*Reading text*
▶

Stars’ Peverley still hospitalized
Associated Press
ST. LOUIS
Stars forward Rich Peverley remained hospitalized Tuesday in Dallas, undergoing heart tests after collapsing on the bench during a game that was postponed.
His teammates? They are trying to deal with what they saw.
After an eerily quiet flight and sleepless nights all around, the Stars were back on the ice for a morning skate in St. Louis, relieved that Peverley’s irregular heart condition had stabilized but clearly shaken by an event that puts their playoff push in perspective.
Even if the NHL hadn’t postponed the game Monday night in Dallas with the Blue Jackets leading 1-0 early in the first period, linemate Tyler Seguin was done for the night. He’d come off the ice just ahead of Peverley and was right there when Peverley lost consciousness during what the team called a “cardiac event.”
“I went in the room and took my stuff off right away,” Seguin said, his voice catching a bit. “I was right beside him when it was all happening.”
Forward Vernon Fiddler was with Nashville when the Red Wings’ Jiri Fischer collapsed on the Detroit bench in 2005, also from a heart problem.
“You don’t expect that ever to happen,” Fiddler said. “I’ve been unfortunate to be part of both of those.”
Fiddler was among four Stars players made available after the morning skate, a veteran hoping to help the kids cope.

◀

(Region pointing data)
▶

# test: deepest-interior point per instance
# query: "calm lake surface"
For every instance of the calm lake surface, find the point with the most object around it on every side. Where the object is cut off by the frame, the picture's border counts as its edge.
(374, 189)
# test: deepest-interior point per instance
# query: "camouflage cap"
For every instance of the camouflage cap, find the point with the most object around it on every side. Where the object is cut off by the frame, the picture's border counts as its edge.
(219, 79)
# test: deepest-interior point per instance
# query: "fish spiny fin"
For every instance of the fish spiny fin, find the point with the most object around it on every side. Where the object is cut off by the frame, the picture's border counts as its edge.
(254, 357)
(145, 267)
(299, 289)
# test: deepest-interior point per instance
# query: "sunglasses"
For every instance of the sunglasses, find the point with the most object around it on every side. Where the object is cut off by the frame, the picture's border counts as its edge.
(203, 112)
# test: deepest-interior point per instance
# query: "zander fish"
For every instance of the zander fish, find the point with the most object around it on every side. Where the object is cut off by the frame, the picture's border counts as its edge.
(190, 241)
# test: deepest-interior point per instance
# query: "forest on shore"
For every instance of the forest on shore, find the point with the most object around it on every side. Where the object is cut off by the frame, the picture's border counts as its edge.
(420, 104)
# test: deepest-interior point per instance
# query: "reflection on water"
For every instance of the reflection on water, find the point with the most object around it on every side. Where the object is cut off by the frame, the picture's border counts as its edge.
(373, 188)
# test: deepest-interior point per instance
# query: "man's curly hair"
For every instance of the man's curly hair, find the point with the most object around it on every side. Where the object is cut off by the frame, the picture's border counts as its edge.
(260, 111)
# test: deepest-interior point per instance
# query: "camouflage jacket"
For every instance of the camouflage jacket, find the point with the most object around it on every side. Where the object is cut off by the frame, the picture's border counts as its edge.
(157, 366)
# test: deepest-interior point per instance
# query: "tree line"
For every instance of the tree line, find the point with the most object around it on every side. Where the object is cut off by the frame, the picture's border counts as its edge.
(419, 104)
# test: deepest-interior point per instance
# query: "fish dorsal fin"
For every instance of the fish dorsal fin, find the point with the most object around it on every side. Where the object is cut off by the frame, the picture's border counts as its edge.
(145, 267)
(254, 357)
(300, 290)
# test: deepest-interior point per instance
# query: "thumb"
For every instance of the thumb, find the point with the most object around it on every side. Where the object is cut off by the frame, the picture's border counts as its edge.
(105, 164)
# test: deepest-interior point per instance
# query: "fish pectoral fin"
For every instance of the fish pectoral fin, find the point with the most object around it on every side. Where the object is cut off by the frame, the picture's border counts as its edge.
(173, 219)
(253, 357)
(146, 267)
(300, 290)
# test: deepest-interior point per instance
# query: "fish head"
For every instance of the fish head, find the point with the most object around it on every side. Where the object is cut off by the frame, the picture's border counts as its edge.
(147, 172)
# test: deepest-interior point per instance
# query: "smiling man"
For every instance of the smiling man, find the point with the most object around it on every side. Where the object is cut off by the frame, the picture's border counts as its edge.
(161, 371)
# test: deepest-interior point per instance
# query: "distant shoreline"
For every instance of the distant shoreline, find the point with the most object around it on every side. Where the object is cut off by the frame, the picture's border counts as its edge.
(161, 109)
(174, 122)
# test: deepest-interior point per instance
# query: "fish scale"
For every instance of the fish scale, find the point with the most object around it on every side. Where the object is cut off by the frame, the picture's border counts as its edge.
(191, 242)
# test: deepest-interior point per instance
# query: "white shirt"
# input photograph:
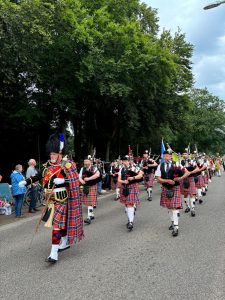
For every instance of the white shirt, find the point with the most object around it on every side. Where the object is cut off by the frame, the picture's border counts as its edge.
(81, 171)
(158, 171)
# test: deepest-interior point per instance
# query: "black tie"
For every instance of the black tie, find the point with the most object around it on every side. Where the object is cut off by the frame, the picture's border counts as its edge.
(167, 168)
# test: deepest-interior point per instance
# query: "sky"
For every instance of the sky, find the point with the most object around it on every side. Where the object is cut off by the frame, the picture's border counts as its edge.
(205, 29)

◀

*Assignment 1*
Copy the Peverley article word for word, beginning at the words "Stars’ Peverley still" and ending after the words "what they saw.".
*Assignment 2*
Continue the Peverley article from the point at which it ends.

*Answer box 1*
Stars’ Peverley still hospitalized
Associated Press
ST. LOUIS
Stars forward Rich Peverley remained hospitalized Tuesday in Dallas, undergoing heart tests after collapsing on the bench during a game that was postponed.
His teammates? They are trying to deal with what they saw.

*Answer box 2*
“It’s pretty emotional when you see your teammate collapse like that,” Fiddler said. “We have some young guys on the team and it’s a lot more difficult for them because they haven’t been through things the older guys have been through. You’ve got to help them through that.”
For one Stars teammate, Alex Chiasson, it was too much. The team said he had joined Peverley in a Dallas hospital for observation because he was so distraught.
“Yeah, yeah, he wasn’t doing good,” coach Lindy Ruff said. “A lot of anxiety associated with what happened last night.”
The Blues also had emotions to sort out.
Coach Ken Hitchcock was watching on TV and remembered “the silence was deafening.” Hitchcock rewound his DVR and then froze the screen trying to detect who was in peril on the Stars bench, then waited nervously for an update.
“Lindy saying he’s OK, he’s asking about ‘Can he play?’ again, I think calmed everybody down,” Hitchcock said. “But there was no way you could play the game. The look on the players’ faces on both sides, there was no way you could play the game.”